- **WORK REQUIRED**:
Your output should contain every record, unchanged.

- **ENTRIES PROVIDED**:
*** Block opens ***

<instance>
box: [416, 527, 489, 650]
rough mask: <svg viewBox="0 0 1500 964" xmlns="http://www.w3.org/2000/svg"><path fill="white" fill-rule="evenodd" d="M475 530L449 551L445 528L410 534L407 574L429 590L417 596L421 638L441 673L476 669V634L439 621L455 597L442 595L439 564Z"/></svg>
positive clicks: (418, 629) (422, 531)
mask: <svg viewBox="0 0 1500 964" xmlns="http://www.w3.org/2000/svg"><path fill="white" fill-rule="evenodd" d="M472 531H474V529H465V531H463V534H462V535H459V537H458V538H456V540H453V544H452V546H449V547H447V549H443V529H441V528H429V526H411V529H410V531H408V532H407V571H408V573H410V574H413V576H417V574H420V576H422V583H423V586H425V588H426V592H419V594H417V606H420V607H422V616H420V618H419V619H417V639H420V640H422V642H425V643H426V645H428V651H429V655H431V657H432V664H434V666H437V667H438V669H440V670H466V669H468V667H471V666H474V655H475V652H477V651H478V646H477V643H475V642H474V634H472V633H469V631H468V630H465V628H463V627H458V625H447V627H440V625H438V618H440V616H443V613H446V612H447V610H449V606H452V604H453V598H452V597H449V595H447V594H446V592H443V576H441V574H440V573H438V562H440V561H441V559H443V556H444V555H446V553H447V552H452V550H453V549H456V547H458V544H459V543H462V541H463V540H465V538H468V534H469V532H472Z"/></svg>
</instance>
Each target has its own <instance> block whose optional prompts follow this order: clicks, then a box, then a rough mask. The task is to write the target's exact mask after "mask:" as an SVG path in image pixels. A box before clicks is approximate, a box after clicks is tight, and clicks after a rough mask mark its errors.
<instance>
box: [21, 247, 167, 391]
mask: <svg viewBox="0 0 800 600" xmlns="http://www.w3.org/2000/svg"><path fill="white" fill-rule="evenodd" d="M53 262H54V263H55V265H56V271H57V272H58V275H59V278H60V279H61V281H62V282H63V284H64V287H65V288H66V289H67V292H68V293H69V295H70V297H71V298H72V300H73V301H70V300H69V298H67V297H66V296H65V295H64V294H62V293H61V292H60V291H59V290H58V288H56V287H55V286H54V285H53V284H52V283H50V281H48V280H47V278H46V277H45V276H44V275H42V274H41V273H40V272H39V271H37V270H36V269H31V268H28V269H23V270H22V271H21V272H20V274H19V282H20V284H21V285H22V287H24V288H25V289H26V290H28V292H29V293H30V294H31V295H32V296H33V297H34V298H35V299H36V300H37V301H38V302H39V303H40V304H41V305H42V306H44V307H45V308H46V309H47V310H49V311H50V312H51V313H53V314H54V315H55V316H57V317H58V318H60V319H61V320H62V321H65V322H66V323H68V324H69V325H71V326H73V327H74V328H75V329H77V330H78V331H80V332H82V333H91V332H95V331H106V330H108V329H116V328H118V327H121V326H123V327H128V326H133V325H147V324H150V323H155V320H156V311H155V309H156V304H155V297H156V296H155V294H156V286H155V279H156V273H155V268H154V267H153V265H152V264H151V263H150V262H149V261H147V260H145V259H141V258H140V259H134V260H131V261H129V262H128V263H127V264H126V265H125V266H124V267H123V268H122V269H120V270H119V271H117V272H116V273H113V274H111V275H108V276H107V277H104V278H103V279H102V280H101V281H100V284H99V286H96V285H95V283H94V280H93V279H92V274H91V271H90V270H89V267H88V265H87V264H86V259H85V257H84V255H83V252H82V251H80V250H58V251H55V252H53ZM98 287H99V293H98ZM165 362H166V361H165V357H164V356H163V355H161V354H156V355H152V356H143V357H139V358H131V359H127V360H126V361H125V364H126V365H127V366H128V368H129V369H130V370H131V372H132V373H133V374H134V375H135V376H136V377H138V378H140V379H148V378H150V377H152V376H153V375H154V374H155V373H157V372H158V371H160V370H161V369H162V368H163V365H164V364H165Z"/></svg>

*** Block closes ***

- **COMPLETED EXERCISE**:
<instance>
box: [416, 527, 489, 650]
rough mask: <svg viewBox="0 0 1500 964" xmlns="http://www.w3.org/2000/svg"><path fill="white" fill-rule="evenodd" d="M475 530L449 551L445 528L410 534L407 574L429 590L417 596L421 638L441 673L476 669V634L439 621L455 597L442 595L439 564Z"/></svg>
positive clicks: (418, 629) (422, 531)
mask: <svg viewBox="0 0 1500 964" xmlns="http://www.w3.org/2000/svg"><path fill="white" fill-rule="evenodd" d="M472 531H474V529H465V531H463V534H462V535H459V537H458V538H456V540H453V544H452V546H449V547H447V549H443V529H441V528H429V526H411V529H410V531H408V532H407V571H408V573H410V574H413V576H417V574H420V576H422V583H423V586H425V588H426V592H419V594H417V606H420V607H422V616H420V618H419V619H417V639H420V640H422V642H425V643H426V645H428V651H429V655H431V657H432V664H434V666H437V667H438V669H440V670H466V669H468V667H471V666H474V655H475V652H477V651H478V646H477V643H475V642H474V634H472V633H469V631H468V630H465V628H463V627H458V625H447V627H440V625H438V618H440V616H443V613H446V612H447V610H449V606H452V604H453V598H452V597H449V595H447V594H446V592H443V576H441V574H440V573H438V562H440V561H441V559H443V556H444V555H446V553H447V552H452V550H453V549H456V547H458V544H459V543H462V541H463V540H465V538H468V534H469V532H472Z"/></svg>
</instance>
Each target has its own <instance> block whose optional prompts follow this order: clicks, then a box, then a rough mask. The task is to write the target's exact mask after "mask:" as an SVG path in image pixels. A box before clicks is approximate, a box after clicks is tight, and clicks after a rough mask mark its errors.
<instance>
box: [21, 247, 167, 391]
mask: <svg viewBox="0 0 800 600" xmlns="http://www.w3.org/2000/svg"><path fill="white" fill-rule="evenodd" d="M53 262H54V263H55V265H56V271H57V272H58V275H59V278H60V279H61V281H62V282H63V284H64V287H65V288H66V289H67V292H68V293H69V295H70V297H71V298H72V300H73V301H70V300H69V298H67V297H66V296H65V295H64V294H62V293H61V292H60V291H59V290H58V288H56V287H55V286H54V285H53V284H52V283H50V281H48V280H47V278H46V277H45V276H44V275H42V274H41V273H40V272H39V271H37V270H36V269H31V268H28V269H23V270H22V271H21V272H20V274H19V282H20V284H21V285H22V287H24V288H25V289H26V290H28V292H29V293H30V294H31V295H32V296H33V297H34V298H35V299H36V300H37V301H38V302H39V303H40V304H41V305H42V306H44V307H45V308H46V309H47V310H49V311H50V312H51V313H53V314H54V315H55V316H57V317H58V318H60V319H61V320H62V321H65V322H66V323H68V324H69V325H71V326H73V327H74V328H75V329H77V330H78V331H80V332H82V333H91V332H95V331H106V330H108V329H116V328H118V327H121V326H123V327H128V326H133V325H147V324H150V323H155V320H156V311H155V309H156V304H155V297H156V296H155V294H156V286H155V279H156V273H155V268H154V267H153V265H152V264H151V263H150V262H149V261H147V260H145V259H141V258H140V259H134V260H131V261H129V262H128V263H127V264H126V265H125V266H124V267H123V268H122V269H120V270H119V271H117V272H116V273H113V274H111V275H108V276H107V277H104V278H103V279H102V280H101V281H100V284H99V286H96V285H95V283H94V280H93V279H92V274H91V271H90V270H89V267H88V265H87V264H86V259H85V257H84V255H83V252H82V251H80V250H58V251H55V252H53ZM98 287H99V293H98ZM165 362H166V361H165V357H164V356H163V355H161V354H156V355H152V356H143V357H139V358H131V359H127V360H126V361H125V364H126V365H127V366H128V368H129V369H130V370H131V372H132V373H133V374H134V375H135V376H136V377H138V378H140V379H148V378H150V377H152V376H153V375H154V374H155V373H157V372H158V371H160V370H161V369H162V368H163V365H164V364H165Z"/></svg>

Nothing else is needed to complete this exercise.